INSTRUCTIONS TO FOLLOW -
Print all the records below, word for word and in full.

PROVIDED DATA -
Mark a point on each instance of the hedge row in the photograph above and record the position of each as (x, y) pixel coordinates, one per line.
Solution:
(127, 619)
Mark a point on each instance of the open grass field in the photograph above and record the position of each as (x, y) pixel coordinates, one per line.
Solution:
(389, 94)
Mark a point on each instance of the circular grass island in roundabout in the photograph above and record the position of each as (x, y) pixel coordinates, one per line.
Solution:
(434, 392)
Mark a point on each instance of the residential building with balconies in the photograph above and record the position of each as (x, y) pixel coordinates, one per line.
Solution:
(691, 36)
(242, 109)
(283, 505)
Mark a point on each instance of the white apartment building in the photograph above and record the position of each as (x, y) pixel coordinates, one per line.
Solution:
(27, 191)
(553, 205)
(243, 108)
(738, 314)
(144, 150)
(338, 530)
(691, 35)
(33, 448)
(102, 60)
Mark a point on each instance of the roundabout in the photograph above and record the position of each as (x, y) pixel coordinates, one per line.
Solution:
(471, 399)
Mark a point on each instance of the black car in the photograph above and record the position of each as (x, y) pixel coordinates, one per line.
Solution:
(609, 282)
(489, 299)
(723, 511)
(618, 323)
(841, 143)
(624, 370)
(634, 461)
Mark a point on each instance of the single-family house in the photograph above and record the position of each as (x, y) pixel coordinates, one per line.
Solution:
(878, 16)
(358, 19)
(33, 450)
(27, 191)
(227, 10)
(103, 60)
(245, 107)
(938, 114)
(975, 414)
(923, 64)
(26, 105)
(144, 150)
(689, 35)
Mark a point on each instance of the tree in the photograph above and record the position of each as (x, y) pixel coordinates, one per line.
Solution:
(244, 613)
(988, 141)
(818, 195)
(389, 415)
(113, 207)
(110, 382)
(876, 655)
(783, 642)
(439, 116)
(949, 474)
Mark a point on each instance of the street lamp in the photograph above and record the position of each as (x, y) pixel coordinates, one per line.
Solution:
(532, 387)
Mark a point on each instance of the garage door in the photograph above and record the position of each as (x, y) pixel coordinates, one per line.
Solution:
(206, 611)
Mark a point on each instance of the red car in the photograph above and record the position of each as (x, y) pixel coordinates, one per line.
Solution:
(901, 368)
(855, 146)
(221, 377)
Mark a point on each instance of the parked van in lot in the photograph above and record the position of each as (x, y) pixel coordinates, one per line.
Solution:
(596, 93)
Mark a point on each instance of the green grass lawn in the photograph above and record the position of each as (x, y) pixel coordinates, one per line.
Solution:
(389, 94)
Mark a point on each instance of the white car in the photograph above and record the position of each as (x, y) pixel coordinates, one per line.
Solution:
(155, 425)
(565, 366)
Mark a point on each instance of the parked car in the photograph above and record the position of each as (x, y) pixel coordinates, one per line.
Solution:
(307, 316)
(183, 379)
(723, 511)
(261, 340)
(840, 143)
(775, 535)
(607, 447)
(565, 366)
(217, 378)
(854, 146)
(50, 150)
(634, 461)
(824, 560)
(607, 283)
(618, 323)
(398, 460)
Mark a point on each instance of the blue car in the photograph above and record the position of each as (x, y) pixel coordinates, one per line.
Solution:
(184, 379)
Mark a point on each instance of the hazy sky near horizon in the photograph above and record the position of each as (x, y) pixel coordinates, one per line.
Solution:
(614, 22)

COMPLETED EXERCISE -
Mark a point on each instance of the hedge row in the photograph above and record the position of each as (x, y) pixel coordinates, one per line.
Solution:
(127, 619)
Mark a point on each instance of the open grass field in the photograph above and record the position of each as (x, y) pixel coordinates, one per line.
Solution:
(389, 94)
Mark a point on each instance of the circular grass island in roundabout in the photograph above and record the position of each as (x, y) pixel coordinates, one per line.
Solution:
(434, 392)
Mark a point on each instance of the residential building with balconies in the photograph above and record the position of each as (x, y) pixel coordinates, one per line.
Solution:
(691, 36)
(242, 109)
(283, 505)
Mark a point on each instance of the white apartment building in the photograph above and record the position of each as (x, y) pixel coordinates, one per line.
Solution:
(27, 191)
(553, 205)
(243, 108)
(738, 314)
(144, 150)
(338, 530)
(691, 35)
(33, 448)
(102, 60)
Mark a point on each instance of the roundabout in the photograph above and record the position of each as (x, y) pixel coordinates, one per line.
Solution:
(471, 399)
Mark a point on each instance of the black car in the photograph above and record the position of each as (x, y) pixel coordinates, one per line.
Solution:
(609, 282)
(489, 299)
(723, 511)
(618, 323)
(841, 143)
(624, 370)
(634, 461)
Mark a point on each instance of the single-family house in the photograph above and record the position of each as (x, y) pixel coordinates, one per line.
Solution:
(878, 16)
(358, 19)
(33, 450)
(27, 191)
(227, 10)
(103, 60)
(245, 107)
(938, 114)
(975, 414)
(923, 64)
(26, 105)
(144, 150)
(689, 35)
Mark a point on each instance of the tree in the photograph above and record the position of each as (x, y) pixel coordinates, one per line.
Solution:
(244, 613)
(988, 141)
(818, 195)
(389, 415)
(113, 207)
(110, 382)
(876, 655)
(783, 642)
(439, 116)
(949, 474)
Mark a point on each instance of the street lamp in the photograph above and record the position of each as (x, y) pixel coordinates, one per line.
Solution:
(532, 387)
Mark a point on each instance of the garage door in the photograph above and record the position of each as (x, y) pixel coordinates, one per line.
Solution:
(206, 611)
Mark a point on each instance of the red car in the photograph above and record the position of each as (x, y) pixel coordinates, one per line.
Solution:
(901, 368)
(855, 146)
(221, 377)
Mark a point on each instance of the parked van in lot in the photograph above and record the position of each as (x, y) pixel coordinates, one per line.
Solution:
(596, 93)
Mark a point on each instance of the green grass lawn in the photograph above and record the position of each as (x, y) pixel coordinates, one per line.
Solution:
(389, 94)
Mark a point on each instance of the white car in the photograph above and record the position of each as (x, y) pixel coordinates, one per line.
Solution:
(155, 425)
(565, 366)
Mark a point on each instance of the parked car in the photograph above and record the position of each as (x, y) pixel coordinates, one per line.
Solution:
(307, 316)
(183, 379)
(723, 511)
(261, 340)
(840, 143)
(775, 535)
(607, 447)
(565, 366)
(217, 378)
(854, 146)
(50, 150)
(634, 461)
(824, 560)
(607, 283)
(618, 323)
(398, 460)
Mark a point on each instance of the blue car in the photograph above and record the position of each as (x, y) pixel coordinates, one per line.
Solution:
(184, 379)
Mark a point on each instance of the hazy sky near horizon in the photograph above and record the position of each as (x, y) pixel coordinates, one per line.
Solution:
(614, 22)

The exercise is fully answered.